### Study questions
[A] Duplicate the part of the label discussion from "Rap-a-lot does at" up to and including "though, mostly Scarface.".
[B] Answer these questions using the label discussion:
(i) In the post that begins "Looks like Rap-a-Lot might be restarting," which artist did the poster mostly listen to?
(ii) In what region did the last poster live that explains knowing Mystikal's music?
(iii) Which record label does a post say has "at least" some classic appeal?

Ok, looks like No Limit Forever is just starting to stand but I doubt it'll be nothing more than a starting place for up'n'comers. I don't see that in the same field as ST. ST is more traditional and mid-stream while No Limit had great success but wasn't it technically on the outskirts, more self-contained, street-biz type...
Posted: Wed Jan 25, 2012 8:19 pm
i was thinking the same thing about No-Limit. i don't think that their influence is all that influential anymore. especially north of Mason Dixie line and west of Houston city limits.
Rap-a-lot does at least have some classic appeal (Ghetto Boys/Scarface).
Posted: Wed Jan 25, 2012 8:30 pm
Looks like Rap-a-Lot might be restarting with a new generation...lots of Greatest Hits and Comps in the last couple years and now a couple new artists...didn't really listen to much of their old roster, though, mostly Scarface.
Posted: Wed Jan 25, 2012 8:37 pm
yeah but both those labels have put out a lot of disposable rap with few classics that will endure.
i mean even Mystikal and some of the other more memorable cats:
A) are signed to different labels almost every release
B) are regional at best
the only reason i even know Mystikal's (to stay with the one example) music is because i lived in the dirty south. i can say his name to someone in Cali and for the most part they're like "who?"

### Dataset records
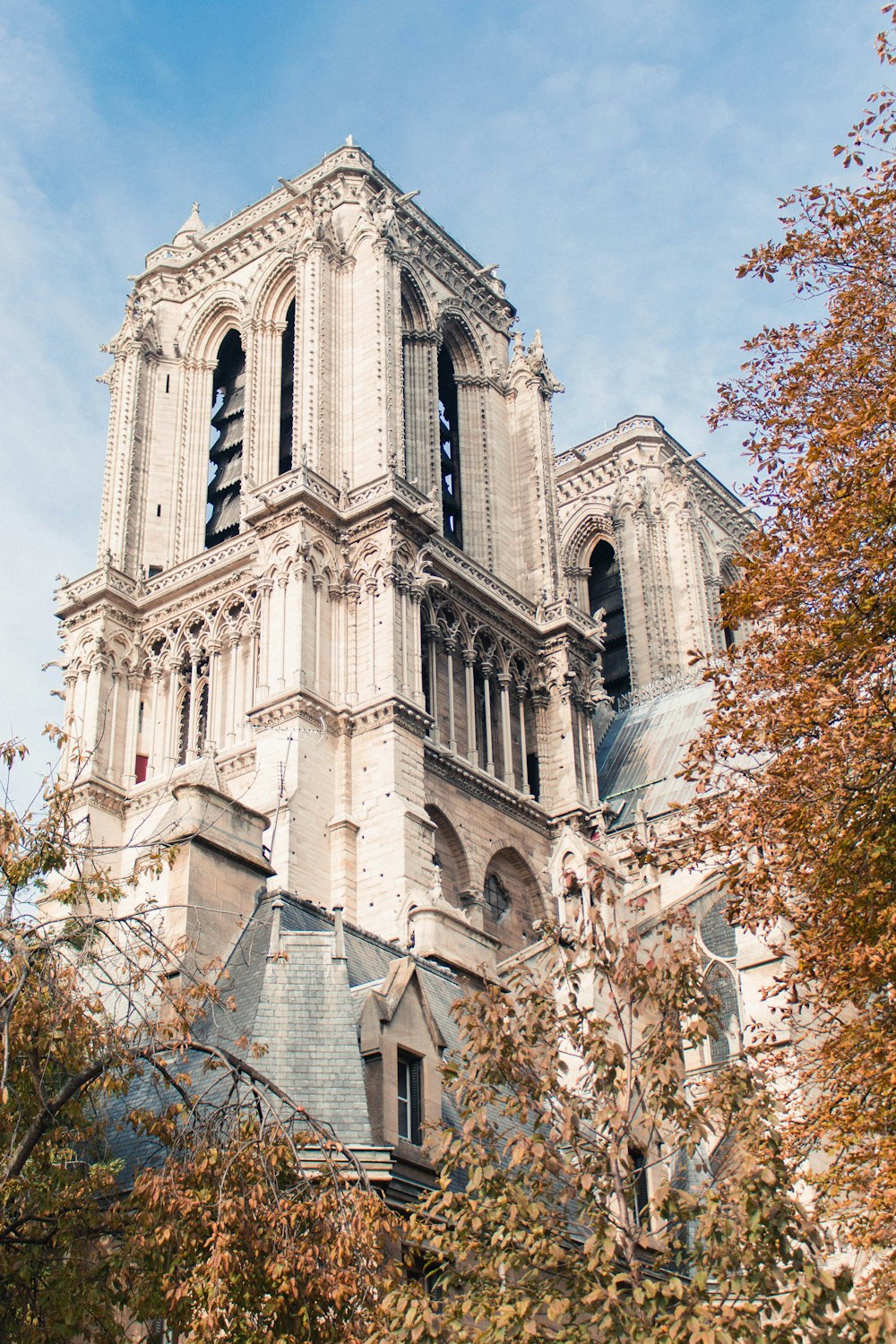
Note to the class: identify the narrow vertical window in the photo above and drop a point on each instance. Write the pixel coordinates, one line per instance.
(287, 381)
(410, 1097)
(183, 728)
(640, 1196)
(605, 593)
(449, 451)
(226, 453)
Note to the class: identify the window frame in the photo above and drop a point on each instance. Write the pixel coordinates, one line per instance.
(409, 1091)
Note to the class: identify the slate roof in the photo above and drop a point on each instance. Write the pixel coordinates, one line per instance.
(311, 1030)
(641, 752)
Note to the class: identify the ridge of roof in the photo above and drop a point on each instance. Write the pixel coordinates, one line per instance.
(392, 948)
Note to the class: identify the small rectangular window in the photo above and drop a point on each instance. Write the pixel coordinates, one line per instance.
(640, 1198)
(410, 1096)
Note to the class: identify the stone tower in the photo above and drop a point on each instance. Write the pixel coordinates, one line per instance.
(346, 637)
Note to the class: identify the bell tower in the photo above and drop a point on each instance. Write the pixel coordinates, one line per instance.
(330, 575)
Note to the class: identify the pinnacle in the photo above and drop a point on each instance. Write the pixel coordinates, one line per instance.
(191, 228)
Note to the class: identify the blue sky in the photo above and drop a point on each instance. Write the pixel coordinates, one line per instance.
(616, 156)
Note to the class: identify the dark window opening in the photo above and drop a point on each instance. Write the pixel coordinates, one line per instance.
(449, 451)
(640, 1199)
(287, 381)
(533, 773)
(183, 728)
(497, 900)
(727, 629)
(425, 667)
(226, 453)
(605, 591)
(201, 728)
(410, 1097)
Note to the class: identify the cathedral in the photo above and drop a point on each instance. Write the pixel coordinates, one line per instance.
(366, 652)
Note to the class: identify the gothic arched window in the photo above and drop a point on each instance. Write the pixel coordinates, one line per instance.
(449, 451)
(605, 591)
(287, 379)
(226, 452)
(495, 897)
(191, 745)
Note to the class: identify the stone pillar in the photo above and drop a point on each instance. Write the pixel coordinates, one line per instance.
(416, 599)
(433, 642)
(335, 642)
(132, 723)
(521, 694)
(215, 737)
(469, 663)
(487, 693)
(171, 714)
(280, 656)
(298, 648)
(191, 720)
(449, 653)
(156, 738)
(506, 742)
(231, 687)
(317, 580)
(113, 726)
(265, 671)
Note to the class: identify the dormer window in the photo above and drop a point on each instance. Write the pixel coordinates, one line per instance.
(226, 453)
(410, 1097)
(495, 897)
(287, 382)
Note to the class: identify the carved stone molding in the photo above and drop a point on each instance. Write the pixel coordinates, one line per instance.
(485, 788)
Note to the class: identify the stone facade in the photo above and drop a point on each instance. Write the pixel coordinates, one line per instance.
(366, 647)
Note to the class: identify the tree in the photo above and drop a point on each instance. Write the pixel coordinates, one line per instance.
(796, 773)
(147, 1172)
(590, 1193)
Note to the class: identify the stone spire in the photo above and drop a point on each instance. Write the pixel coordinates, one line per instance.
(190, 230)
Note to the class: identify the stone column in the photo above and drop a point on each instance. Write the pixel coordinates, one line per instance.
(214, 737)
(231, 677)
(171, 714)
(487, 691)
(433, 637)
(155, 763)
(370, 588)
(506, 744)
(280, 660)
(521, 694)
(335, 593)
(298, 648)
(265, 671)
(134, 682)
(252, 671)
(469, 663)
(449, 653)
(93, 696)
(113, 726)
(317, 580)
(191, 720)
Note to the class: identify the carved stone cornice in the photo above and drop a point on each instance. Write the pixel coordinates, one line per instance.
(296, 704)
(392, 710)
(484, 787)
(99, 793)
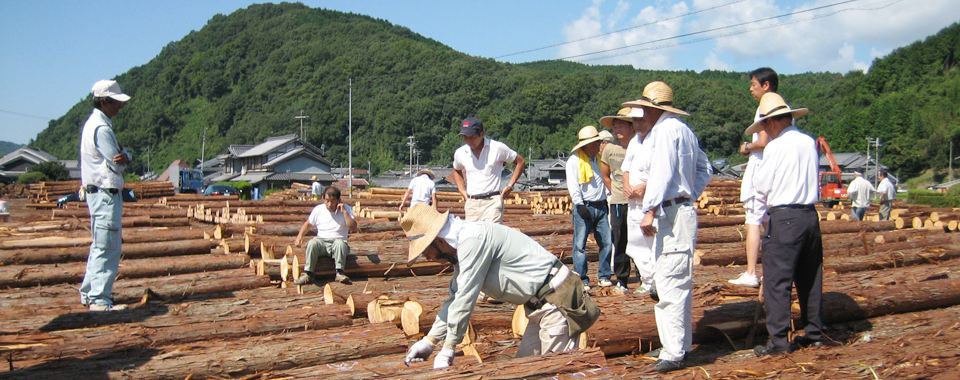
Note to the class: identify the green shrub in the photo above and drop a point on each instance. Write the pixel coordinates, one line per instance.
(244, 187)
(32, 177)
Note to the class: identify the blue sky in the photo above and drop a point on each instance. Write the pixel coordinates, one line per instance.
(51, 52)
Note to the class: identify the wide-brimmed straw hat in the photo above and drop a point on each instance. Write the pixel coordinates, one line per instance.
(623, 114)
(656, 95)
(607, 136)
(772, 104)
(586, 135)
(425, 171)
(422, 224)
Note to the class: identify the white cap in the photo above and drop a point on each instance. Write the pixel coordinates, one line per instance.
(109, 88)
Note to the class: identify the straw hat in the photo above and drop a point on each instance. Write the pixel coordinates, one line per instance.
(772, 104)
(422, 224)
(605, 135)
(656, 95)
(623, 114)
(587, 135)
(425, 171)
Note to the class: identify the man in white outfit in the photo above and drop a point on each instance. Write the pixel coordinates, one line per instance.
(860, 191)
(636, 172)
(679, 172)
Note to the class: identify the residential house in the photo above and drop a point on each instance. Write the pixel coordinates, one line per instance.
(278, 162)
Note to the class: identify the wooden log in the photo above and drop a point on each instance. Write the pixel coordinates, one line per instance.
(18, 276)
(574, 364)
(384, 310)
(129, 251)
(213, 358)
(167, 329)
(615, 337)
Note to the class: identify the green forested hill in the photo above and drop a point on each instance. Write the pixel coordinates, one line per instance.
(245, 76)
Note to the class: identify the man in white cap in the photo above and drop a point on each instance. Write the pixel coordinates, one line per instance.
(860, 191)
(679, 172)
(762, 81)
(102, 161)
(887, 193)
(477, 167)
(589, 198)
(334, 222)
(421, 189)
(611, 159)
(509, 266)
(792, 248)
(316, 188)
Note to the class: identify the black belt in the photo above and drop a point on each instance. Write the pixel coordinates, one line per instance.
(93, 189)
(598, 204)
(675, 201)
(793, 207)
(545, 289)
(485, 195)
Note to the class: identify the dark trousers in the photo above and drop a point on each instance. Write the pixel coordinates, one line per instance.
(792, 252)
(618, 236)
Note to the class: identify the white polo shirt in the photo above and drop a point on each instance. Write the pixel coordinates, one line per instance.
(787, 174)
(330, 226)
(421, 189)
(482, 174)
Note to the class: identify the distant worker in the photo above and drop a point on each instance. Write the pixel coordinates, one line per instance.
(507, 265)
(611, 159)
(860, 191)
(421, 189)
(887, 193)
(316, 188)
(334, 222)
(762, 81)
(589, 198)
(477, 167)
(792, 248)
(102, 161)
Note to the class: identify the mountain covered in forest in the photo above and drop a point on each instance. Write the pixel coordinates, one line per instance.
(244, 76)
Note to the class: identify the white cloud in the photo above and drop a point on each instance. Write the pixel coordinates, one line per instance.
(612, 47)
(839, 38)
(712, 62)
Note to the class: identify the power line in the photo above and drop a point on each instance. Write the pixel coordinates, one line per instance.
(712, 29)
(619, 30)
(28, 115)
(721, 35)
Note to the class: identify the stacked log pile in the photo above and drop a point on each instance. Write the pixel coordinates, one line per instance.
(236, 322)
(50, 191)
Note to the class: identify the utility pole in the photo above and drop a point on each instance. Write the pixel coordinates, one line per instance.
(301, 117)
(203, 148)
(350, 138)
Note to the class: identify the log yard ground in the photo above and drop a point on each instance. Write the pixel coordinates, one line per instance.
(209, 284)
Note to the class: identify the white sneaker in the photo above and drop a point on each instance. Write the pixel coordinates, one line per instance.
(747, 280)
(95, 307)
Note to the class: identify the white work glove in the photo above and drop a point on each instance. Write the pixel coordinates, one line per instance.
(445, 358)
(419, 351)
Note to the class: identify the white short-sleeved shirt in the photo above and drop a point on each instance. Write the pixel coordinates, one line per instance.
(482, 174)
(637, 162)
(421, 189)
(330, 226)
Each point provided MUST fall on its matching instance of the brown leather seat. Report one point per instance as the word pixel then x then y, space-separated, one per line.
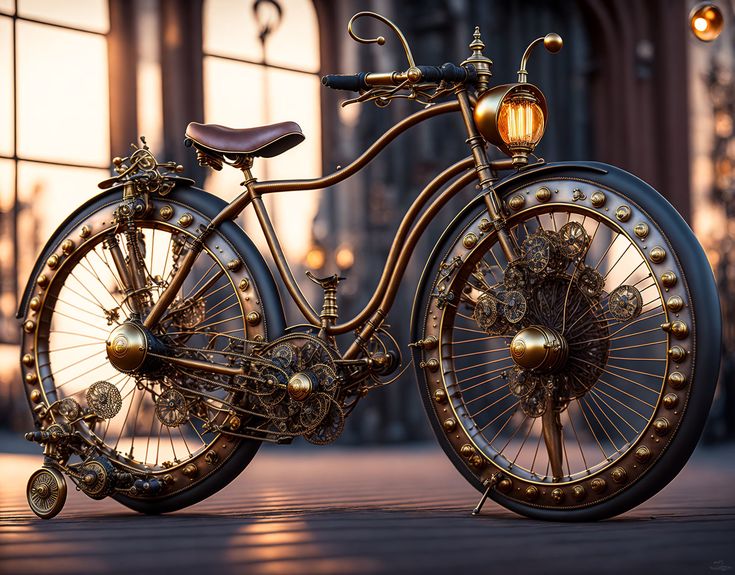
pixel 264 141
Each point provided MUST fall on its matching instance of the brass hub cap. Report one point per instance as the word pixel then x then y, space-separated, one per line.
pixel 539 348
pixel 127 347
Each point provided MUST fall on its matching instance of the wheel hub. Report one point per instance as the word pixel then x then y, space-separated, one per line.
pixel 539 348
pixel 127 347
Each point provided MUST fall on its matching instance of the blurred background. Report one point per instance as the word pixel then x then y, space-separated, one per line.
pixel 82 79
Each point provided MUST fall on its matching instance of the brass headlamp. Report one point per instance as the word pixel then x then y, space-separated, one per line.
pixel 513 116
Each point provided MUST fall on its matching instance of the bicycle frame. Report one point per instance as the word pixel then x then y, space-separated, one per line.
pixel 373 314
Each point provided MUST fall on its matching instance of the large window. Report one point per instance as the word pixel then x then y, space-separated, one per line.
pixel 54 128
pixel 261 66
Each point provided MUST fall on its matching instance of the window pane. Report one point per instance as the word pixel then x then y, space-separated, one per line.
pixel 295 42
pixel 87 14
pixel 6 92
pixel 63 99
pixel 230 29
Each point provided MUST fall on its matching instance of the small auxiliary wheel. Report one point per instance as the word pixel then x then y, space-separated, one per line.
pixel 575 379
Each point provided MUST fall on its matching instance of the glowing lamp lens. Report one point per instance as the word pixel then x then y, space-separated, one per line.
pixel 521 122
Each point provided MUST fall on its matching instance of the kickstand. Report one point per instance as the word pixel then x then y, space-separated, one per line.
pixel 489 484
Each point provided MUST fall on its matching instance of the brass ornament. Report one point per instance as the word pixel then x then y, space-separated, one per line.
pixel 670 400
pixel 657 254
pixel 675 304
pixel 661 426
pixel 598 199
pixel 677 380
pixel 517 202
pixel 543 195
pixel 641 230
pixel 642 454
pixel 469 241
pixel 623 213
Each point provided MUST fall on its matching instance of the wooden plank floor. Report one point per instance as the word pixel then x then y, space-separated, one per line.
pixel 342 511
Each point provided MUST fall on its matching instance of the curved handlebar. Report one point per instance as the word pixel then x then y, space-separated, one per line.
pixel 414 75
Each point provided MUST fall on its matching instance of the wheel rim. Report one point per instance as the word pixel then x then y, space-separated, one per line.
pixel 613 428
pixel 158 425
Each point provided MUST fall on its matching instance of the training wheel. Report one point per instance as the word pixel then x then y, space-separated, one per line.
pixel 46 492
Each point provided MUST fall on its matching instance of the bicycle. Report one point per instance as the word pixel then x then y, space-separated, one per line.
pixel 565 331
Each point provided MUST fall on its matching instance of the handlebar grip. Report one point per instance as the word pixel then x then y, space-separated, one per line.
pixel 448 72
pixel 351 82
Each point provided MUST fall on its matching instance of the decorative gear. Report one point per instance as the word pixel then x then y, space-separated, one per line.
pixel 625 303
pixel 69 409
pixel 104 399
pixel 514 306
pixel 331 426
pixel 486 312
pixel 171 408
pixel 573 240
pixel 591 281
pixel 46 492
pixel 537 249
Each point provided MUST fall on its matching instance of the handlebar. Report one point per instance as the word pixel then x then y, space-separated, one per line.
pixel 414 75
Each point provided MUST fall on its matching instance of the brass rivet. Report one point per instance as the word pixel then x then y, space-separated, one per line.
pixel 641 230
pixel 661 426
pixel 658 254
pixel 677 380
pixel 619 475
pixel 505 485
pixel 679 329
pixel 623 213
pixel 668 279
pixel 598 199
pixel 67 246
pixel 598 485
pixel 671 400
pixel 517 202
pixel 166 212
pixel 677 353
pixel 477 461
pixel 469 240
pixel 642 454
pixel 543 194
pixel 675 303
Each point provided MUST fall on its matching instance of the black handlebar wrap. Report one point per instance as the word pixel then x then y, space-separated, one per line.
pixel 446 72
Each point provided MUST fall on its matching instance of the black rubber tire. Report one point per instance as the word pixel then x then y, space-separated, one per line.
pixel 207 205
pixel 704 299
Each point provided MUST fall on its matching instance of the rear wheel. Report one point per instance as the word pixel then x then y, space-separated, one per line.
pixel 167 426
pixel 567 376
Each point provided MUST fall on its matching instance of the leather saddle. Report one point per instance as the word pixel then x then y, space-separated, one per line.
pixel 215 143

### Response list
[A]
Rap-a-lot does at least have some classic appeal (Ghetto Boys/Scarface).
Posted: Wed Jan 25, 2012 8:30 pm
Looks like Rap-a-Lot might be restarting with a new generation...lots of Greatest Hits and Comps in the last couple years and now a couple new artists...didn't really listen to much of their old roster, though, mostly Scarface.

[B]
(i) Scarface
(ii) The dirty south
(iii) Rap-a-lot